Mystery of the missing capes

Last week, a bag with 35 KARIGAR Capes went missing on a bus from Ukhimat to Dehradun.

What happens next is a series of nail-biting events.

Here’s what we know: at 11am, the bag with the woven Capes was packed and loaded on a state bus that regularly takes commuters down the winding, mountainous route. At the end of its typical 7-hour journey, our products are picked up from the bus station and passed on to our tailoring teams, who add their finishing touches with armholes, washing and tagging.

When we reached the bus stop to claim our goods, we discovered that our duffel bag was probably taken by an army jawan (soldier), who mistook the bag of 35 colourful capes for his dirty clothes. Possible, because our bag was made from Army camouflage fabric, similar to the bags that troops carry. This bus route is also a common one for troops, who travel to their barracks and back.

But this soldier had got off much earlier, his friend said, and taken another bus to his home in Uttarkashi.

Yes, he did come home, his mother confirmed when we finally tracked him down. He had indeed picked up the wrong bag, she said. Now he’s on duty in Jammu and has taken the bag with him.

As we write this, we are heaving a sigh of relief as the travelling Capes are being collected 509km from their original destination. They will soon be put on the commuter bus for Dehradun town, where Hari will be waiting to pick them up.

You’re probably thinking, why a commuter bus in the first place? As a young brand that’s ever-conscious of its eco-footprint, we are encouraged when we realise the positive impact of such decisions, no matter how small.

Every day, multiple times a day, there are commuter buses that depart from the bus stop not far from our weaving centres. Typically, a petrol-fuelled van that travels 10 to 12 km (or 6.5 to 7 miles) adds 1 kg of carbon dioxide (CO2) to the environment. If we wish to transport our products every single time from our weaving centres to our fulfilment centres, we would add an extra 10kg of CO2 to our carbon footprint.

By using a bus that will make the journey anyway, we might increase the risk of our bags going missing, but what we get is a reduced environmental impact.

Here’s how we see it: either way, this story has a happy ending.

Text: Kanak Hirani Nautiyal
Photo: Marloes van Doorn

#whomademycloth?

#whomademycloth?

Are you sitting next to someone right now? Great. Now here’s what we want you to do. Check what’s written on the cloth tag of the shirt or dress they’re wearing. Did you see it? The tag that says ‘Made in….’?

This week, the Fashion Revolution Week kicks off world over. Over the last few years a rising tribe of conscious consumers have been asking brands, who made their clothes? Back until 2013, people didn’t know at what cost their clothing was being manufactured. But when the Rana Plaza building collapse killed more than 1,000 garment factory workers in Bangladesh, people became aware of the perils of fast fashion and the impact it had on human lives.

As a fashion brand that wants to pull the curtains between the makers and wearers, we believe in the power of asking ‘who made your clothes’. People have used fashion revolution week to challenge top notch brands, many of whom still don’t have the answer to the question, ‘#whomademyclothes’? But there are many brands, like ours, that have insights into their supply chain and are happy to share images of their artisans or factory workers to empower this growing movement.

------------

What you have to do: Does the text about the missing capes agree with each statement? (a) The missing bag held 35 capes. (b) The soldier's mother said he is now on duty in Uttarkashi. (c) The bus's usual journey takes 7 hours. Rely only on the text about the missing capes.

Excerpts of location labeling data
------------

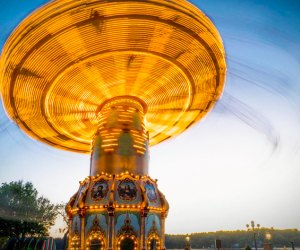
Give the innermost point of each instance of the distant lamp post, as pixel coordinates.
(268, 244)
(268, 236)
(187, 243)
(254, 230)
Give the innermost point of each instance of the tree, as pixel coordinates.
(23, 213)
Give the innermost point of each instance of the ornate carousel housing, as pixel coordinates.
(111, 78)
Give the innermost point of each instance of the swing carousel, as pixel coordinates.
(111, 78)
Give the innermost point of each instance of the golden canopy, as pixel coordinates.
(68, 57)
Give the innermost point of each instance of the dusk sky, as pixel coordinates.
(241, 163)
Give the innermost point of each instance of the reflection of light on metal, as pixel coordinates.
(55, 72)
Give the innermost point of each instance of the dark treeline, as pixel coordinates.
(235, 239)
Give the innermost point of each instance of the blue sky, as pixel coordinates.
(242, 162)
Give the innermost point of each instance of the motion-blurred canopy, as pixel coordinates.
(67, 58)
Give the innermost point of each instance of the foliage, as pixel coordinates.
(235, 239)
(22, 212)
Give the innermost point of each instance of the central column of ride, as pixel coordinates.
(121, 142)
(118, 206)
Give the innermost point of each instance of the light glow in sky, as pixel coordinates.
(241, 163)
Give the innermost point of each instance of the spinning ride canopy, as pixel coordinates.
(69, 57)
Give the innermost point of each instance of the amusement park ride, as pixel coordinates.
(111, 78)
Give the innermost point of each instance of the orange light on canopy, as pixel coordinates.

------------

Solution below:
(a) Yes: "a bag with 35 KARIGAR Capes went missing"
(b) No: "Now he’s on duty in Jammu and has taken the bag with him."
(c) Yes: "At the end of its typical 7-hour journey"